QUOTED PASSAGE:
· · · · ·

These two witnesses will preach the Gospel to the Jewish nation in the end days, and many will come to faith.
Until then, we are to be faithful witnesses to both Jew and Gentile.
Date: 07/15/2018 File name: Resurrection23.wpd
ID Number:
As we arrive at chapter 11 in the book of Revelation we arrive at perhaps the most debated chapter within the most debated book in the New Testament.
Just what you wanted to hear, right?
The two primary events we read about in this chapter are the measuring of the Temple and the ministry of Two Witnesses — followed by the sounding of the 7th Trumpet Judgment.
As we read through this chapter the echoes of Old Testament prophets are heard — Daniel, Ezekiel, and especially Zechariah.
These were men who faithfully proclaimed God’s word, and to whom God gave visions of His coming Kingdom.
Throughout history God has faithfully sent His spokesmen to call sinners to repentance.
During the long, dark years of Israel’s rebellion, the author of the book of 2 Kings tells us, “the Lord warned Israel and Judah through all His prophets and every seer, saying, ‘Turn from your evil ways and keep My commandments, My statutes according to all the law which I commanded your fathers, and which I sent to you through My servants the prophets’ ” (2 Kings 17:13).
Tragically, Israel did not listen.
“However, they did not listen, but stiffened their neck like their fathers, who did not believe in the Lord their God.
They rejected His statutes and His covenant which He made with their fathers and His warnings with which He warned them.
And they followed vanity and became vain, and went after the nations which surrounded them, concerning which the Lord had commanded them not to do like them.”
(2 Kings 17:14–15).
Prophets such as Elijah, Isaiah, Jeremiah, Jonah, and the others confronted both wayward Israel and sinful Gentile nations.
And for their trouble they were persecuted and killed.
In Matthew 23:37 Jesus laments over Jerusalem accusing her inhabitants — principally the city’s leaders — “of killing the prophets and stoning those sent to you.”
Jesus will be added to the list.
Yet the picture has not been entirely bleak; God has always preserved a believing remnant of Jewish people.
To the Romans Paul wrote, “Isaiah cries out concerning Israel, ‘Though the number of the sons of Israel be like the sand of the sea, it is the remnant that will be saved’ ” (Romans 9:27, NIV).
God’s salvation has come to the remnant of faithful Israel, as well as believing Gentiles, through the faithful preaching of the gospel.
The ranks of New Testament preachers included John the Baptist, and the Twelve.
They in turn passed the truth of the gospel to a next generation of godly preachers, who passed it down to other preachers — most of them unknown men through the ages laboring in obscurity to preach the gospel.
In the future, during Earth’s darkest hour, God will raise up two exceptional and powerful preachers.

· · · · ·

WORK TO COMPLETE:
[1] In the sermon on Revelation 11, which Old Testament prophets are said to be echoed in the chapter?
[2] Carry on the sermon on Revelation 11 from its last sentence.
The entries are separate material from the sermon on Revelation 11.

DATA LINES:
· · · · ·

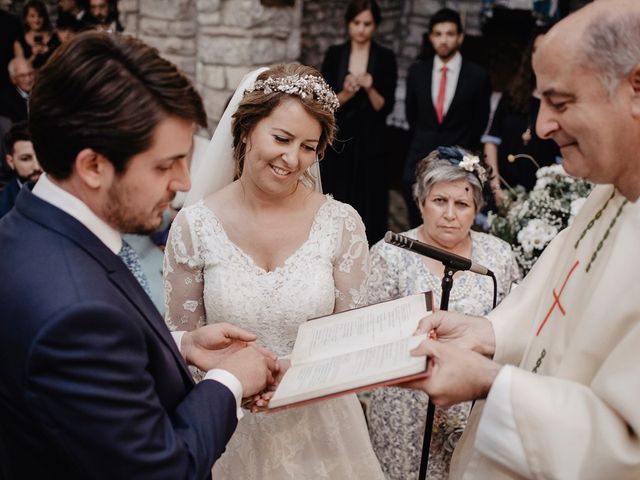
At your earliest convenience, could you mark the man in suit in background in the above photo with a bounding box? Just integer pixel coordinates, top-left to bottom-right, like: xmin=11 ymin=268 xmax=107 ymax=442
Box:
xmin=0 ymin=32 xmax=277 ymax=480
xmin=0 ymin=57 xmax=36 ymax=123
xmin=0 ymin=122 xmax=42 ymax=217
xmin=403 ymin=8 xmax=491 ymax=227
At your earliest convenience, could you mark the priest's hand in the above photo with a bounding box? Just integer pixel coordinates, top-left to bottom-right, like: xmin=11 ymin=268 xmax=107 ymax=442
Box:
xmin=402 ymin=340 xmax=502 ymax=406
xmin=180 ymin=323 xmax=256 ymax=372
xmin=415 ymin=310 xmax=496 ymax=357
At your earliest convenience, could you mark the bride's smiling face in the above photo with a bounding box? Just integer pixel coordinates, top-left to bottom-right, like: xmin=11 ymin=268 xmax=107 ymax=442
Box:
xmin=240 ymin=97 xmax=322 ymax=195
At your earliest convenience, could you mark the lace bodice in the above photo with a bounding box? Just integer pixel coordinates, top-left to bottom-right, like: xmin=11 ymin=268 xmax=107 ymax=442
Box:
xmin=164 ymin=197 xmax=368 ymax=355
xmin=165 ymin=197 xmax=383 ymax=480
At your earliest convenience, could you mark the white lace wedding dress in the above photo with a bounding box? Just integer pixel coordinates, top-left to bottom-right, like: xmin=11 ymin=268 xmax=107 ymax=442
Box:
xmin=165 ymin=197 xmax=384 ymax=480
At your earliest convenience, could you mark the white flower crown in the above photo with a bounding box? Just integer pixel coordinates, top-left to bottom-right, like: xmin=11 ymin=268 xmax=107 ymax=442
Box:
xmin=244 ymin=75 xmax=340 ymax=113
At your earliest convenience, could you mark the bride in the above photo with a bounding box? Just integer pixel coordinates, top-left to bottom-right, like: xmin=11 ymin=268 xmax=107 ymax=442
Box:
xmin=165 ymin=64 xmax=383 ymax=479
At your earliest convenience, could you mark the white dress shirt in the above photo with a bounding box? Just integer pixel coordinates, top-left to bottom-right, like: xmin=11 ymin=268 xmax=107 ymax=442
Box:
xmin=431 ymin=52 xmax=462 ymax=115
xmin=33 ymin=173 xmax=243 ymax=419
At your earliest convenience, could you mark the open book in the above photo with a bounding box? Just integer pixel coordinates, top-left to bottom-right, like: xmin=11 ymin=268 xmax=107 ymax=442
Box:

· · · · ·

RESULTS FOR THE EXERCISE:
[1] Daniel, Ezekiel, and especially Zechariah.

[2]
They will fearlessly proclaim the gospel during the last three and one-half years of the seven-year Tribulation, the period that Jesus called “the great tribulation.”
Their ministry is the central focus of our text.
I. THE MEASURING OF THE TEMPLE
“I was given a reed like a measuring rod and was told, “Go and measure the temple of God and the altar, and count the worshipers there. 2 But exclude the outer court; do not measure it, because it has been given to the Gentiles.
They will trample on the holy city for 42 months.”
(Revelation 11:1–2, NIV84)
1. before introducing these two faithful witnesses, John records a fascinating incident in which he himself took part, an incident that sets the stage for the arrival of the two preachers
a. John is commanded to measure the temple and to count the worshipers
2. in the Old Testament measuring something off could be either a sign of impending destruction or personal ownership
a. in the Old Testament, God sometimes marks things out for destruction
1) a good example is found in the prophet Isaiah
“I will make justice the measuring line and righteousness the plumb line; hail will sweep away your refuge, the lie, and water will overflow your hiding place.”
(Isaiah 28:17, NIV84)
b. measuring something out could also imply protection and ownership
1) an example of this is found in the minor prophet Zechariah
“Then I looked up—and there before me was a man with a measuring line in his hand! 2 I asked, “Where are you going?”
He answered me, “To measure Jerusalem, to find out how wide and how long it is.” 3 Then the angel who was speaking to me left, and another angel came to meet him 4 and said to him: “Run, tell that young man, ‘Jerusalem will be a city without walls because of the great number of men and livestock in it.
5 And I myself will be a wall of fire around it,’ declares the LORD, ‘and I will be its glory within.’”
(Zechariah 2:1–5, NIV84)
3. I think that the best interpretation of this passage is to see it as God’s measuring off Israel, symbolized by her temple, for salvation and for His special protection, preservation, and favor
a. God’s favor will rest on Israel, and his wrath on the pagan world
A. ISRAEL WILL BE SAVED
“I do not want you to be ignorant of this mystery, brothers, so that you may not be conceited: Israel has experienced a hardening in part until the full number of the Gentiles has come in.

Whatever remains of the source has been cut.